What you will do> Bring together every line in the data that includes "stone".

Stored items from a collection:
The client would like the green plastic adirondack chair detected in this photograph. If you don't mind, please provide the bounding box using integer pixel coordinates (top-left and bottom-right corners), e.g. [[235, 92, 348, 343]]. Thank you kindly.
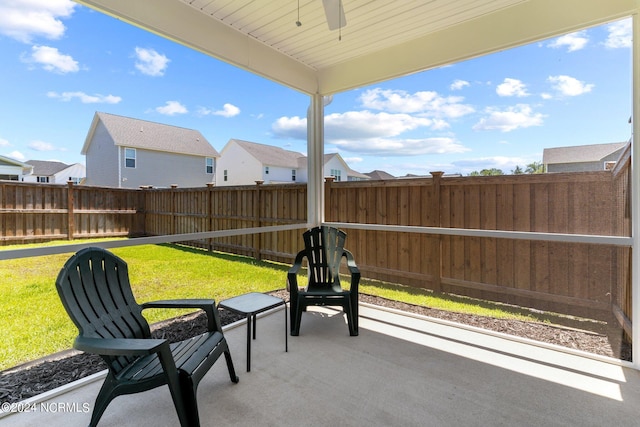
[[55, 247, 239, 427], [287, 226, 360, 336]]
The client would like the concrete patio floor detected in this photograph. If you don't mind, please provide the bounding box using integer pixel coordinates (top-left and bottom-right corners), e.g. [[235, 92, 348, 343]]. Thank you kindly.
[[3, 303, 640, 426]]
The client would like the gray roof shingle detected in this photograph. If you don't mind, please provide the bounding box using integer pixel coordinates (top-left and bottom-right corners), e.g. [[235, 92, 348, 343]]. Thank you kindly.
[[232, 139, 304, 168], [26, 160, 70, 175], [543, 142, 627, 164], [85, 112, 219, 157]]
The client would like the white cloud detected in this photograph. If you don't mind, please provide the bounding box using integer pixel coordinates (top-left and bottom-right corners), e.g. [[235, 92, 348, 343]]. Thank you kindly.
[[0, 137, 10, 147], [272, 110, 469, 156], [214, 103, 240, 117], [134, 47, 169, 76], [199, 103, 241, 118], [0, 0, 75, 43], [7, 150, 25, 161], [156, 100, 188, 115], [473, 104, 544, 132], [272, 116, 307, 139], [325, 111, 435, 139], [450, 79, 470, 90], [547, 75, 594, 97], [28, 140, 65, 152], [605, 18, 631, 49], [331, 137, 470, 156], [359, 88, 474, 118], [47, 91, 121, 104], [23, 45, 79, 73], [343, 156, 363, 164], [548, 31, 588, 52], [496, 78, 529, 97]]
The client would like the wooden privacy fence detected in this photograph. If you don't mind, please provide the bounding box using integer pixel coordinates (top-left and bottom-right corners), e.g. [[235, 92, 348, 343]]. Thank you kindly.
[[0, 159, 632, 323], [325, 167, 631, 322], [0, 181, 144, 243]]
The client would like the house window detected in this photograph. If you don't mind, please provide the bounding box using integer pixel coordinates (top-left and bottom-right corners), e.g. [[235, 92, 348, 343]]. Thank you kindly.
[[265, 166, 269, 175], [330, 169, 341, 182], [69, 177, 82, 184], [125, 148, 136, 168], [292, 170, 296, 181], [224, 169, 228, 182], [206, 157, 214, 174], [37, 176, 49, 183]]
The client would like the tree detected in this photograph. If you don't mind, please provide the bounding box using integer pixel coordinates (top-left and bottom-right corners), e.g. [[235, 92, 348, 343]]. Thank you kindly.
[[468, 168, 504, 176], [525, 161, 544, 174], [511, 165, 524, 174]]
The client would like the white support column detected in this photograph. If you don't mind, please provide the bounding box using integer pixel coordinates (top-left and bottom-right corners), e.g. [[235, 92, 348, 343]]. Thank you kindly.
[[307, 94, 325, 228], [632, 12, 640, 369]]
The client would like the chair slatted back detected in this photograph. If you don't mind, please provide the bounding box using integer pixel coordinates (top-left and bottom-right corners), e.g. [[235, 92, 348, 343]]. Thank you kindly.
[[56, 247, 151, 373], [303, 226, 346, 292]]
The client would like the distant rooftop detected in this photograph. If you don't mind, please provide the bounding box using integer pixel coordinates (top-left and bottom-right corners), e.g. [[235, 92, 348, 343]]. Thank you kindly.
[[26, 160, 71, 176], [83, 112, 219, 157], [543, 141, 628, 165], [365, 170, 396, 180]]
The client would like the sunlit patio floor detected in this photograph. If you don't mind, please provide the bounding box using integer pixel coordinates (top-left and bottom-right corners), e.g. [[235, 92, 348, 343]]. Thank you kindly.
[[3, 303, 640, 426]]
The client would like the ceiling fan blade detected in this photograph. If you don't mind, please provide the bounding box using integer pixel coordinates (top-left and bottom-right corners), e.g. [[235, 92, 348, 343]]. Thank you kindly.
[[322, 0, 346, 30]]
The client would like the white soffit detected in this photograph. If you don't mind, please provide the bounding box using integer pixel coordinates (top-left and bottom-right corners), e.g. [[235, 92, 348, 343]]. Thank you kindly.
[[77, 0, 637, 95]]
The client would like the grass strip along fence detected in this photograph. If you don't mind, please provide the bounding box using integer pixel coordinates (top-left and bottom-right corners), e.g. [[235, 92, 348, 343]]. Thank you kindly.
[[0, 241, 561, 371]]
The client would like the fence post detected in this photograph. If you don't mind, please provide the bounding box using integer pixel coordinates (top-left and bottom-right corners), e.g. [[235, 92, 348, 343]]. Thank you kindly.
[[67, 180, 75, 240], [324, 176, 335, 222], [254, 180, 264, 260], [431, 171, 444, 292], [170, 184, 177, 235], [207, 183, 214, 252]]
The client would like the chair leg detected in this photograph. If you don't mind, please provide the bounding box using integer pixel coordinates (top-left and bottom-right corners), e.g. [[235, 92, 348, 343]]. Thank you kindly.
[[177, 372, 200, 427], [351, 294, 359, 336], [344, 298, 358, 336], [290, 297, 302, 336], [224, 348, 239, 383], [89, 375, 118, 427]]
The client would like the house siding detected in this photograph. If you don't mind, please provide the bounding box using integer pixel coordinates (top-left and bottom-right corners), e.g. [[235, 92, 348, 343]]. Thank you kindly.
[[323, 156, 347, 181], [262, 165, 298, 183], [216, 142, 262, 186], [121, 149, 214, 188], [85, 121, 119, 187], [546, 149, 626, 173]]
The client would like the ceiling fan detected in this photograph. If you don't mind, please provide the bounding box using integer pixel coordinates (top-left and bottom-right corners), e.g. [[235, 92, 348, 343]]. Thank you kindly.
[[322, 0, 347, 30], [296, 0, 347, 30]]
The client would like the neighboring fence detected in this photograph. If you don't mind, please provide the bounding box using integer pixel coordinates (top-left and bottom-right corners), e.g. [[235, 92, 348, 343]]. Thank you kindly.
[[325, 170, 629, 321], [0, 160, 632, 324], [0, 181, 144, 243]]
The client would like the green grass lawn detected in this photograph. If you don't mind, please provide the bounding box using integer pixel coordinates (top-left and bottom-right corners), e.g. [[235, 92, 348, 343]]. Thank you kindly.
[[0, 240, 553, 371]]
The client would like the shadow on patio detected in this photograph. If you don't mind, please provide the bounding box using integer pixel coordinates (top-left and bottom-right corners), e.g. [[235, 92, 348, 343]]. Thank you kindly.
[[3, 303, 640, 426]]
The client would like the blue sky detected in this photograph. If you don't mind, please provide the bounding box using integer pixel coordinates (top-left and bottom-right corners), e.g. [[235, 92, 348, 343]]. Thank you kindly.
[[0, 1, 633, 177]]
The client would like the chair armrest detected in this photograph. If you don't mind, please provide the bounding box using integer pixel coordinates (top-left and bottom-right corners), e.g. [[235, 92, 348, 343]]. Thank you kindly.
[[343, 249, 361, 292], [142, 299, 222, 333], [74, 336, 168, 357], [287, 250, 307, 294]]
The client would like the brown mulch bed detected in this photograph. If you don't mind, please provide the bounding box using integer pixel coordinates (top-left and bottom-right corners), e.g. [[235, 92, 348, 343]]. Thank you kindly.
[[0, 291, 631, 404]]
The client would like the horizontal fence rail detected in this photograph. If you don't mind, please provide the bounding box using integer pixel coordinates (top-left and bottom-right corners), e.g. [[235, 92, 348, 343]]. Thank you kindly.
[[0, 158, 632, 327]]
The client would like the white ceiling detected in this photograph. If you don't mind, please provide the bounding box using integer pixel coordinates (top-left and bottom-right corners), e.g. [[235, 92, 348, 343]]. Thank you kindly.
[[78, 0, 636, 95], [181, 0, 526, 70]]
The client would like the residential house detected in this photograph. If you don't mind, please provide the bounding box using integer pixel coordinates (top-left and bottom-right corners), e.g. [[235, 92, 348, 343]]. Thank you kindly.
[[81, 112, 219, 188], [23, 160, 86, 184], [216, 139, 369, 186], [543, 141, 628, 173], [0, 155, 31, 181], [365, 170, 396, 180], [324, 153, 369, 181], [216, 139, 305, 185]]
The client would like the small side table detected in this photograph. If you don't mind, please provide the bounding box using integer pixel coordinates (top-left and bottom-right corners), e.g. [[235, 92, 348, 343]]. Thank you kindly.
[[219, 292, 287, 372]]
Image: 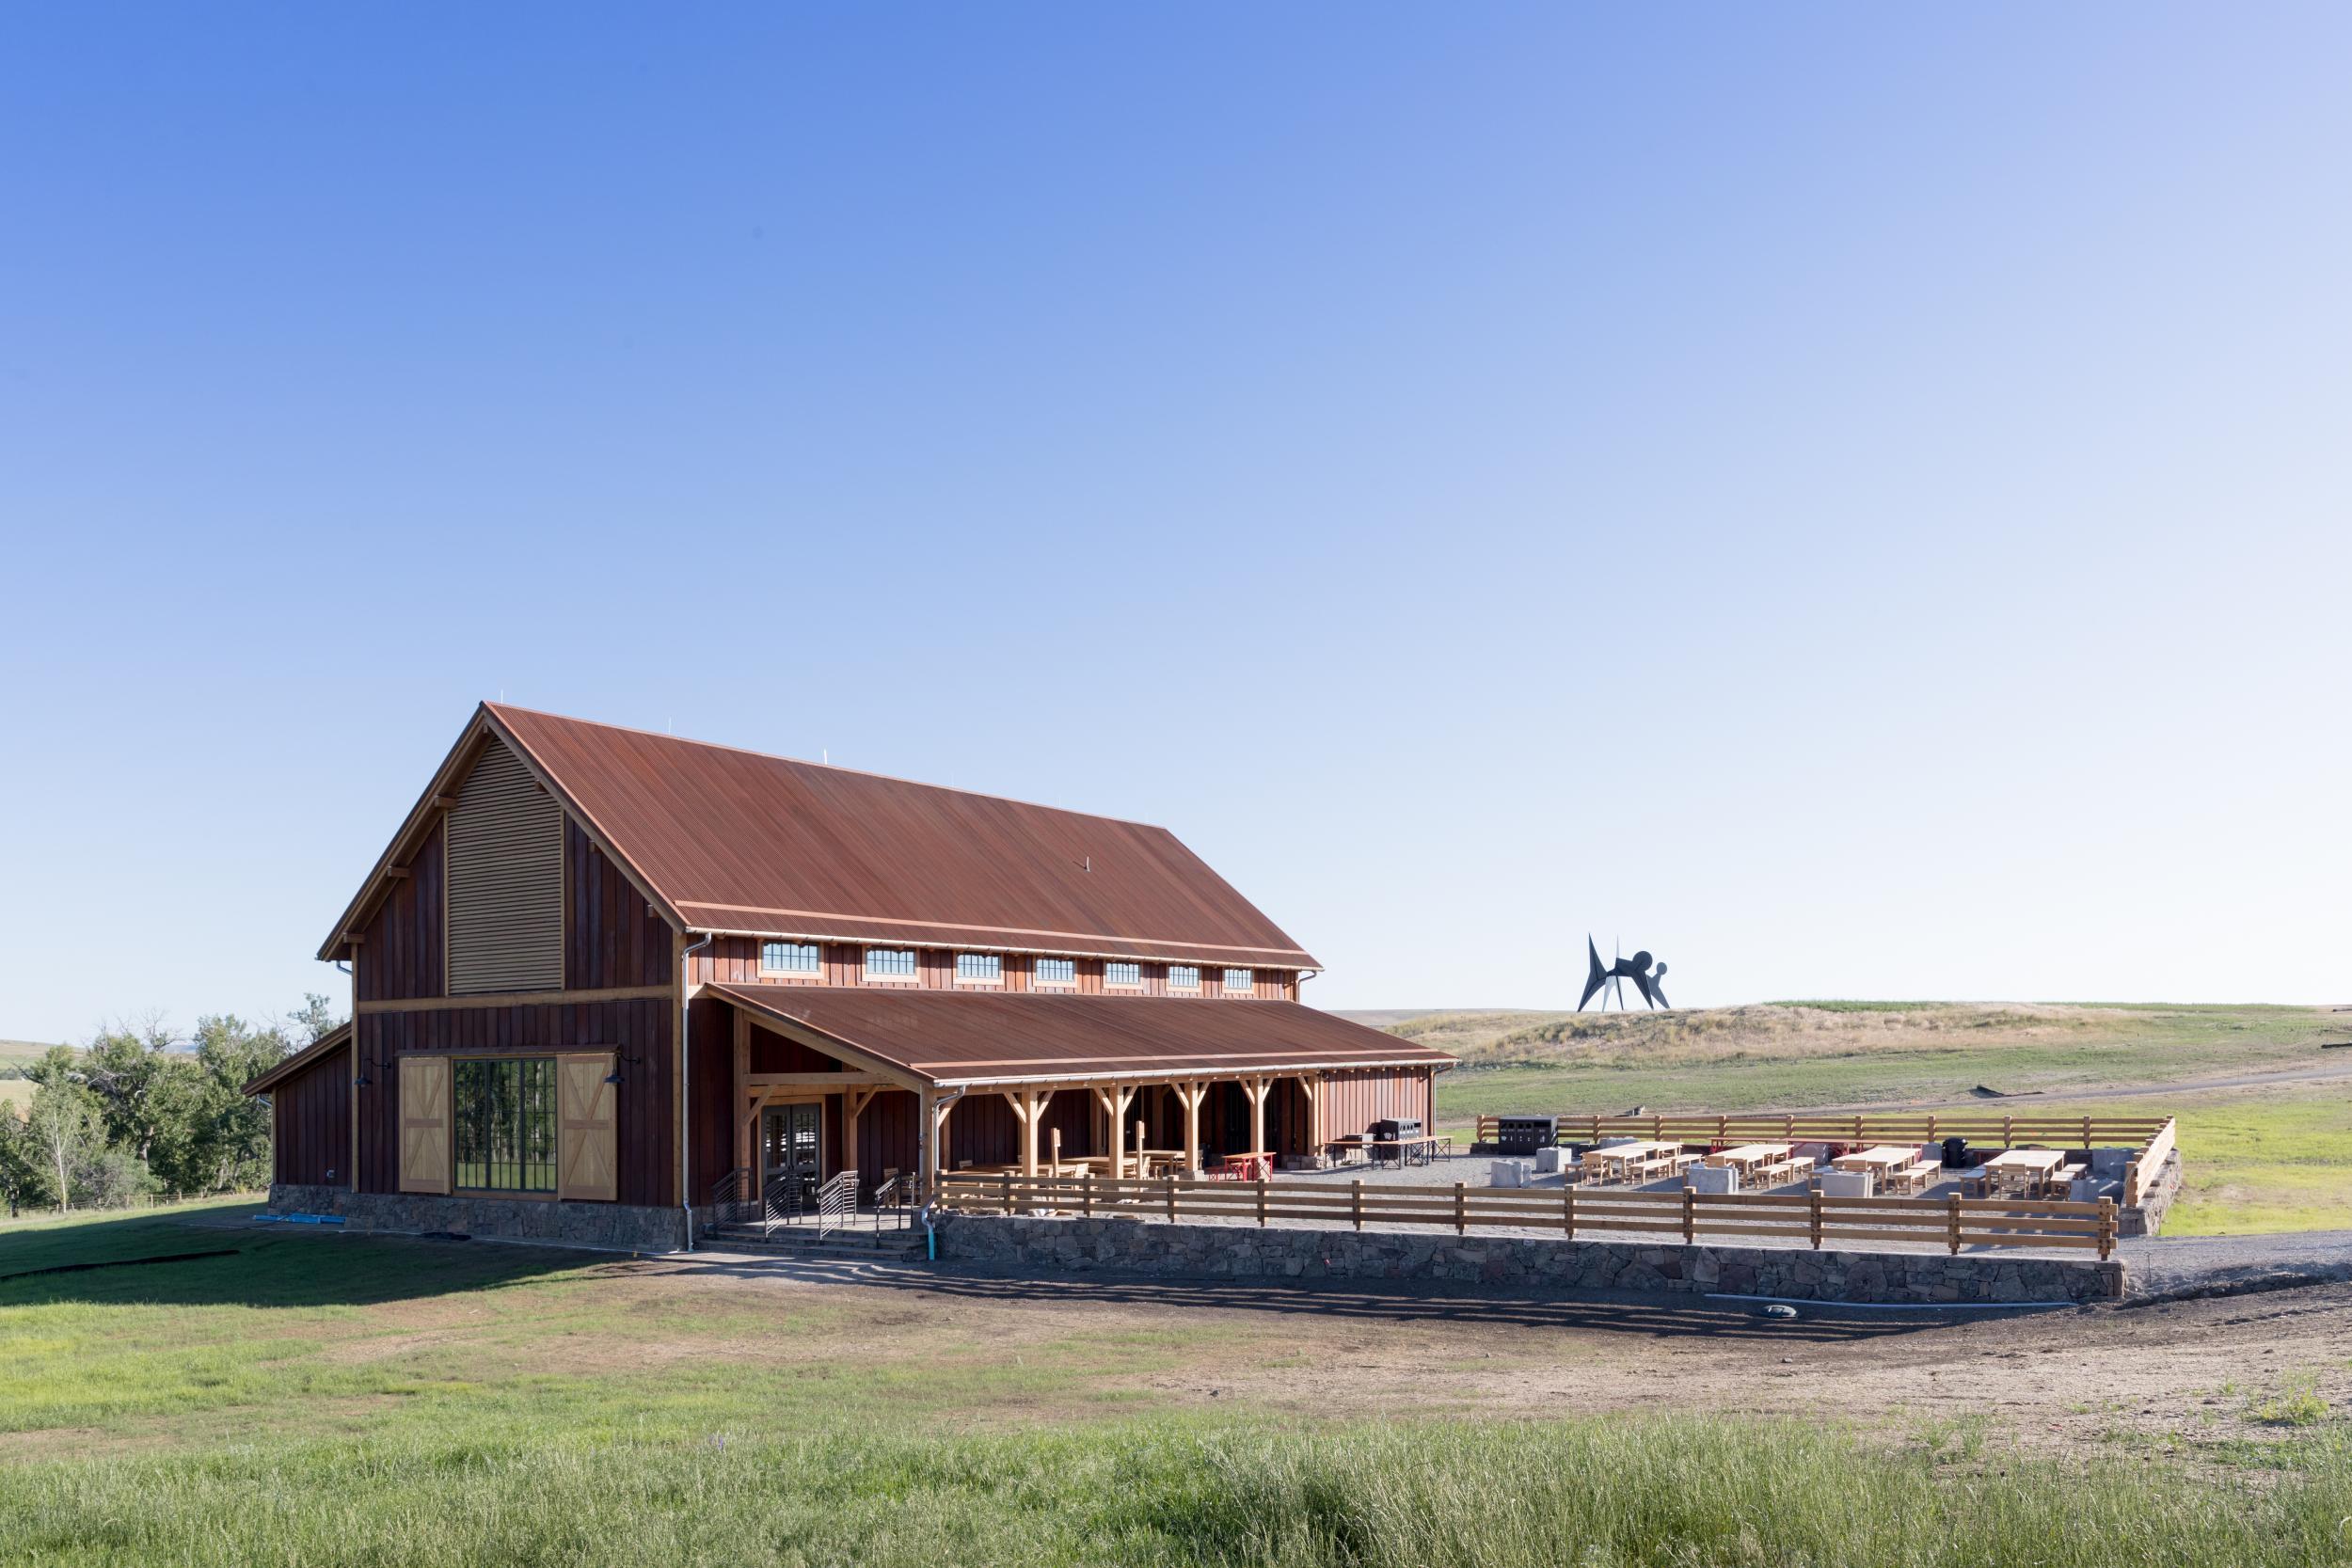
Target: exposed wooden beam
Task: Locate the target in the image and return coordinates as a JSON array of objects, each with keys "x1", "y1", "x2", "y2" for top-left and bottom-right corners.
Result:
[
  {"x1": 742, "y1": 1071, "x2": 895, "y2": 1089},
  {"x1": 738, "y1": 1008, "x2": 926, "y2": 1092},
  {"x1": 383, "y1": 866, "x2": 411, "y2": 880},
  {"x1": 357, "y1": 984, "x2": 670, "y2": 1015}
]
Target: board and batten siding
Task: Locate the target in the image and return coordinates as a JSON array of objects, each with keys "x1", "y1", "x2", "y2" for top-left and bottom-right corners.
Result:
[
  {"x1": 446, "y1": 740, "x2": 564, "y2": 995},
  {"x1": 355, "y1": 998, "x2": 679, "y2": 1205},
  {"x1": 269, "y1": 1040, "x2": 352, "y2": 1186},
  {"x1": 690, "y1": 937, "x2": 1297, "y2": 1000}
]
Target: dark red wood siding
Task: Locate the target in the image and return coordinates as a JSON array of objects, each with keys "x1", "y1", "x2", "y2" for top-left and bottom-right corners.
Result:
[
  {"x1": 1318, "y1": 1069, "x2": 1433, "y2": 1140},
  {"x1": 688, "y1": 936, "x2": 1295, "y2": 1000},
  {"x1": 270, "y1": 1041, "x2": 351, "y2": 1186},
  {"x1": 355, "y1": 999, "x2": 675, "y2": 1205},
  {"x1": 358, "y1": 821, "x2": 444, "y2": 1002},
  {"x1": 567, "y1": 820, "x2": 672, "y2": 989}
]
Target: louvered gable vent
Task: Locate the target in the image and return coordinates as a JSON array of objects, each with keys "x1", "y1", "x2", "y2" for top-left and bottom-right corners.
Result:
[{"x1": 446, "y1": 739, "x2": 564, "y2": 994}]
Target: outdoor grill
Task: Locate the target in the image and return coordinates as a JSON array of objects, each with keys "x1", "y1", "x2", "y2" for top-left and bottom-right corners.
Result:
[
  {"x1": 1369, "y1": 1117, "x2": 1425, "y2": 1167},
  {"x1": 1495, "y1": 1115, "x2": 1557, "y2": 1154}
]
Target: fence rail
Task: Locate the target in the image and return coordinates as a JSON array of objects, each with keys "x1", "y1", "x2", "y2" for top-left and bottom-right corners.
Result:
[
  {"x1": 938, "y1": 1172, "x2": 2119, "y2": 1259},
  {"x1": 1471, "y1": 1113, "x2": 2171, "y2": 1148}
]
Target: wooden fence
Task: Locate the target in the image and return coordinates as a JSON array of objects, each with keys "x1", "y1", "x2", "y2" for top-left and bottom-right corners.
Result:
[
  {"x1": 2123, "y1": 1117, "x2": 2177, "y2": 1209},
  {"x1": 938, "y1": 1172, "x2": 2120, "y2": 1259},
  {"x1": 1472, "y1": 1112, "x2": 2172, "y2": 1149}
]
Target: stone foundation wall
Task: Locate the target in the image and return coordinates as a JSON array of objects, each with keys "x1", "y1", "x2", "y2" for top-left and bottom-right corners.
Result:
[
  {"x1": 267, "y1": 1184, "x2": 686, "y2": 1253},
  {"x1": 937, "y1": 1212, "x2": 2125, "y2": 1304}
]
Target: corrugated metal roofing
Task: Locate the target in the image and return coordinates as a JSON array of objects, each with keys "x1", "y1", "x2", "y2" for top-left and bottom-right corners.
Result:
[
  {"x1": 709, "y1": 982, "x2": 1452, "y2": 1087},
  {"x1": 485, "y1": 704, "x2": 1319, "y2": 969}
]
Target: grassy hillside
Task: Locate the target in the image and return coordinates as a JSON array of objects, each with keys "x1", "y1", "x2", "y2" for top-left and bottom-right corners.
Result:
[{"x1": 1348, "y1": 1001, "x2": 2342, "y2": 1106}]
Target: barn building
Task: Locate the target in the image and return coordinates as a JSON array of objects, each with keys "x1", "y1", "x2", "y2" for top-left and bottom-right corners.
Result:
[{"x1": 247, "y1": 704, "x2": 1454, "y2": 1249}]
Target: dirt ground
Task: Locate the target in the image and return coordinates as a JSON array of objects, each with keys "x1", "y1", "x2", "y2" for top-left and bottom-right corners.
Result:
[{"x1": 635, "y1": 1252, "x2": 2352, "y2": 1456}]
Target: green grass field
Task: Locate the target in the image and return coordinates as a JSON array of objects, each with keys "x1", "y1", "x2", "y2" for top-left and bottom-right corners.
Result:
[{"x1": 1, "y1": 1205, "x2": 2348, "y2": 1566}]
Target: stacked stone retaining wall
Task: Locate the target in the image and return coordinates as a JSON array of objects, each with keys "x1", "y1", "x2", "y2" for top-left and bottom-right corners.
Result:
[
  {"x1": 938, "y1": 1212, "x2": 2125, "y2": 1304},
  {"x1": 267, "y1": 1184, "x2": 686, "y2": 1253}
]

Answer for this exercise>
Target: stone foundation wall
Target: stacked stone retaining wall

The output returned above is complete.